*Exercise goal:*
Turn the records below, from the line with "If you could point out the yellow" up to and including the line with "(1152, 493)", into a Markdown table with the columns Row and Line. Number each row and leave out any blank lines.
= = = = = = =
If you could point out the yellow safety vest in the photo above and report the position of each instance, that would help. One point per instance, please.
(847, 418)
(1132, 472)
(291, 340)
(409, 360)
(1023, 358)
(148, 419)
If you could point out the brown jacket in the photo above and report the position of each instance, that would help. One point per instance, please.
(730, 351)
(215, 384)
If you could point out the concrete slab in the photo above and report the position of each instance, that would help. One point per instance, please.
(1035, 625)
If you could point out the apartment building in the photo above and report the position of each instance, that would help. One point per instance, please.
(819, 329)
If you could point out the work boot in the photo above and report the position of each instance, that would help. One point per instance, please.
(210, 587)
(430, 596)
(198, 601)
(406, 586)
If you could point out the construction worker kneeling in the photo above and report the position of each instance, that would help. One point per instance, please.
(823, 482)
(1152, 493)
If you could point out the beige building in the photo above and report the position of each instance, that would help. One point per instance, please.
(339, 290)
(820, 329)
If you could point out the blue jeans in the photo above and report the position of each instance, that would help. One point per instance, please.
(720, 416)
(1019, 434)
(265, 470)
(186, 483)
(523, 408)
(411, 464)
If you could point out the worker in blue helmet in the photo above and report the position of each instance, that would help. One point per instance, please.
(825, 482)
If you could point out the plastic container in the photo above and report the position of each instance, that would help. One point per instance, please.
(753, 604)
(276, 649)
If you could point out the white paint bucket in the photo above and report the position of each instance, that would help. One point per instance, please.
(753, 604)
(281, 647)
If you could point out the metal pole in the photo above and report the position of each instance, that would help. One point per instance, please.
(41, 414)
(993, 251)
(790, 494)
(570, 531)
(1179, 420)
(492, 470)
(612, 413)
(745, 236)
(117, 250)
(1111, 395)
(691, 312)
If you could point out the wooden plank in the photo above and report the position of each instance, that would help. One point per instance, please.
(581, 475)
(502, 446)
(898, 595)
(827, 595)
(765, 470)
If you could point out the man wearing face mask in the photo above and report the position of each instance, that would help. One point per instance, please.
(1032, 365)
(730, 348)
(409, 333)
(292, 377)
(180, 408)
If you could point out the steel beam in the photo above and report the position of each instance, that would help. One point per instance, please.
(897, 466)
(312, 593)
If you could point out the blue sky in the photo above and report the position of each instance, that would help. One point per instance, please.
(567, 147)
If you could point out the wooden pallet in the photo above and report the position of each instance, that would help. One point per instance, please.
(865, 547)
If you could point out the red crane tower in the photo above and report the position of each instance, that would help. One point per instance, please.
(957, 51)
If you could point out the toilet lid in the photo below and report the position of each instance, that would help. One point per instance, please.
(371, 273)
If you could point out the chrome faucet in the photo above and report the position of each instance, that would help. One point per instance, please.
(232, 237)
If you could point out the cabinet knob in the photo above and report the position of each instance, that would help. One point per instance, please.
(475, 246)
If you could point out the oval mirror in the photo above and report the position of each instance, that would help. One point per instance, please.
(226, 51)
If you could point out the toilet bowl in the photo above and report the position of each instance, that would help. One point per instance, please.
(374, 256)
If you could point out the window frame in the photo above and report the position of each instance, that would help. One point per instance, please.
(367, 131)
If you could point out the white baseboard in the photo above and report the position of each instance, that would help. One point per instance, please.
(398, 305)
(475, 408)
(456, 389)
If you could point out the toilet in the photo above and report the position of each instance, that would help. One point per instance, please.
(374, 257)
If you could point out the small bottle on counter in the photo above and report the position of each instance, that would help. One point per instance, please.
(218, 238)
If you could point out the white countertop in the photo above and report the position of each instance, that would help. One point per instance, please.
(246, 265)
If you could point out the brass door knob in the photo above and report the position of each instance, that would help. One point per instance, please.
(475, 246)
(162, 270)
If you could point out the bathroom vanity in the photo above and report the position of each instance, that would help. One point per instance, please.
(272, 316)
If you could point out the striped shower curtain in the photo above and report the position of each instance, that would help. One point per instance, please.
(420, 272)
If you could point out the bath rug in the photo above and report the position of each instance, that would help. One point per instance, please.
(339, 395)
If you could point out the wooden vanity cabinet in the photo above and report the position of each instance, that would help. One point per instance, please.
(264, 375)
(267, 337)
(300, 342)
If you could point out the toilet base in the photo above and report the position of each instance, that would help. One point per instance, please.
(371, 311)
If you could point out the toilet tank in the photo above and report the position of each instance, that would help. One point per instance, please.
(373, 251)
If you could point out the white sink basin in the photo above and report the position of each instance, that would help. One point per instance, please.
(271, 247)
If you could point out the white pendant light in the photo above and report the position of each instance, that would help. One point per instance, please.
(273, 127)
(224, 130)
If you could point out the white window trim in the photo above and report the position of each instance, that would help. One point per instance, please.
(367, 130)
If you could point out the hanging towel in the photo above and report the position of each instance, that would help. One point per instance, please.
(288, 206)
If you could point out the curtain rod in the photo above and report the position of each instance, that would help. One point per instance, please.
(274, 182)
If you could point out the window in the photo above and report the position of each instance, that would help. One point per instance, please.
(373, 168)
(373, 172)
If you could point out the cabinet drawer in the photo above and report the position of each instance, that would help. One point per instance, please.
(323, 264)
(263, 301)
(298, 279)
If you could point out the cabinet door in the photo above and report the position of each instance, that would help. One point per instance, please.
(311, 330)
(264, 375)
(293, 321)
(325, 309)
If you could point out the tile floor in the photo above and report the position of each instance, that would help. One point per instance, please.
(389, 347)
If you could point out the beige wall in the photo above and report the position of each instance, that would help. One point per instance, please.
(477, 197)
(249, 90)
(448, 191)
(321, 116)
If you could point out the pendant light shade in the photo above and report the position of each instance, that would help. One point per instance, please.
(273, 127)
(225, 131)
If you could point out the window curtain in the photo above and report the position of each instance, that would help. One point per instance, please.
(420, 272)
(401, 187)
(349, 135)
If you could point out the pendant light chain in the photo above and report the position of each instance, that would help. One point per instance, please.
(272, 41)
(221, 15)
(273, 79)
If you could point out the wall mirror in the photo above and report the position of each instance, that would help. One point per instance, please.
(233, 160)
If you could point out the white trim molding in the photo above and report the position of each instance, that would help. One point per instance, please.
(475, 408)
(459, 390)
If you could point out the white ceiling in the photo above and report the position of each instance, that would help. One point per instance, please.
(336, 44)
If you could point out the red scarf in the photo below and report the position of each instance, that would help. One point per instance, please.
= = = = = = =
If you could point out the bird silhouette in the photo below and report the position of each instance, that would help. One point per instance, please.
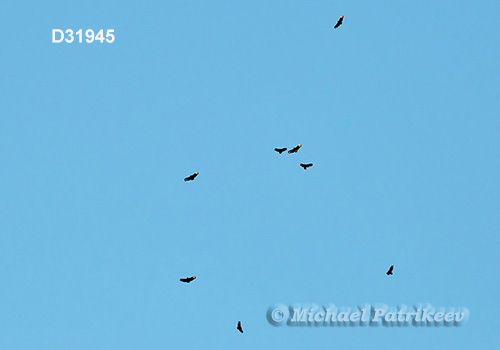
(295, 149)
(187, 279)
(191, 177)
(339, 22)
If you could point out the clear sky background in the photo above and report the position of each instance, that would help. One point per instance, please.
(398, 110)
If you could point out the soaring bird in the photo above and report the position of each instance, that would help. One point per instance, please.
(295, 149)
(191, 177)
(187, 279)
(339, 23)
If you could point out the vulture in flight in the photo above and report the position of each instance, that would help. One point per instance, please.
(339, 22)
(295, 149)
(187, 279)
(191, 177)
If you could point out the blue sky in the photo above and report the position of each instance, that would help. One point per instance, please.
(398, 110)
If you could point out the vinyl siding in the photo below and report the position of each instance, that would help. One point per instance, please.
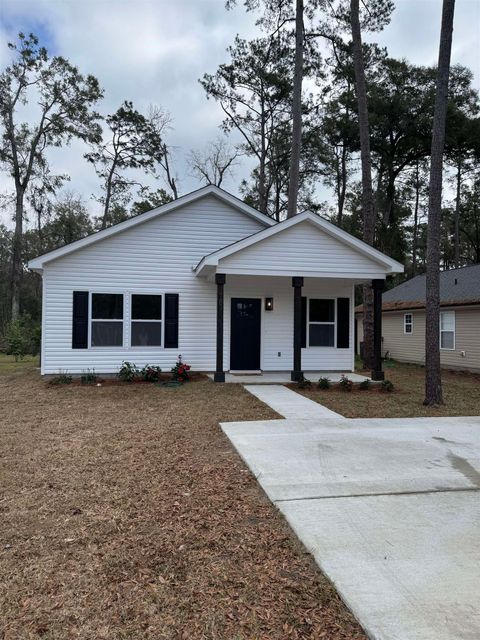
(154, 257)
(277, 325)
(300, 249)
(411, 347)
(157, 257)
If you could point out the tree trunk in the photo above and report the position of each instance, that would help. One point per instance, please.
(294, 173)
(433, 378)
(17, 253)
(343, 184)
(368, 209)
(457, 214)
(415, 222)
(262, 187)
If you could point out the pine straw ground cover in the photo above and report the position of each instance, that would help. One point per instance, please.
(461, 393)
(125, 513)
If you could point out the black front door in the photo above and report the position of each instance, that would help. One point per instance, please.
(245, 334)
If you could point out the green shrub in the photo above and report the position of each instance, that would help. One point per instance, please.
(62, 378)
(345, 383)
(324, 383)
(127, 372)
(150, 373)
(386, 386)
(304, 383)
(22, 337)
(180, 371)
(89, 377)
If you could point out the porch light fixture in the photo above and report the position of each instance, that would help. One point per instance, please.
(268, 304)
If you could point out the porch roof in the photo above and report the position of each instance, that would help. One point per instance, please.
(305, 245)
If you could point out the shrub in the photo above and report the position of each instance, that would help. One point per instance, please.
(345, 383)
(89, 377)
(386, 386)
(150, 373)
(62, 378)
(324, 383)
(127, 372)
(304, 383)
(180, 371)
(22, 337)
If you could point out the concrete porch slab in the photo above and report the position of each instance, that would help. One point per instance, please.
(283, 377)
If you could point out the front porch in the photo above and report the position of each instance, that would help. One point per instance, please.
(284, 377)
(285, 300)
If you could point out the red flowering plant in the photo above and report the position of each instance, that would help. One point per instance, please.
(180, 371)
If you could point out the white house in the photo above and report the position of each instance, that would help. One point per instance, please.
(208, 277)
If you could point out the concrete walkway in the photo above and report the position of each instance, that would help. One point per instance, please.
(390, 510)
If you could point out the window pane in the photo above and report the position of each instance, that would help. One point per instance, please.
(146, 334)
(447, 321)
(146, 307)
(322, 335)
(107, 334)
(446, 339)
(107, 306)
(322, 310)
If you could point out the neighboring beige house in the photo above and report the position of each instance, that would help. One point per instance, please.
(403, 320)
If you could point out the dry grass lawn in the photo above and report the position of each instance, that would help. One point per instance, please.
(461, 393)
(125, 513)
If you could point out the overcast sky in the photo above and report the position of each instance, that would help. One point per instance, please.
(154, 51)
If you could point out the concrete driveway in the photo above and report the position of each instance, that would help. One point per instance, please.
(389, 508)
= = = = = = =
*Exercise answer:*
| Row | Line |
|---|---|
| 1 | If you could point out the yellow safety vest in the photo above and report the position of each instance, that would help. One point per instance, please. |
| 2 | (847, 418) |
| 3 | (1132, 472) |
| 4 | (291, 340) |
| 5 | (409, 360) |
| 6 | (1023, 358) |
| 7 | (148, 419) |
| 8 | If you could point out the brown jacket in the photo above and report the position of each instance, that would help. One point per instance, please. |
| 9 | (730, 351) |
| 10 | (215, 384) |
| 11 | If you could point out the concrete slab in the photo above and report the position of each instance, that would help. One point per instance, please. |
| 12 | (1035, 625) |
| 13 | If you could point out the apartment building in the photo above and report the position of each instance, that would help. One point per instance, please. |
| 14 | (819, 329) |
| 15 | If you could point out the work boot in the photo above and report the position of each instance, that would help. One point per instance, please. |
| 16 | (210, 587) |
| 17 | (430, 596) |
| 18 | (198, 601) |
| 19 | (406, 586) |
| 20 | If you could point out the construction worker kneeling in the photo above and report the position of each instance, that would help. One point per instance, please. |
| 21 | (823, 482) |
| 22 | (1152, 493) |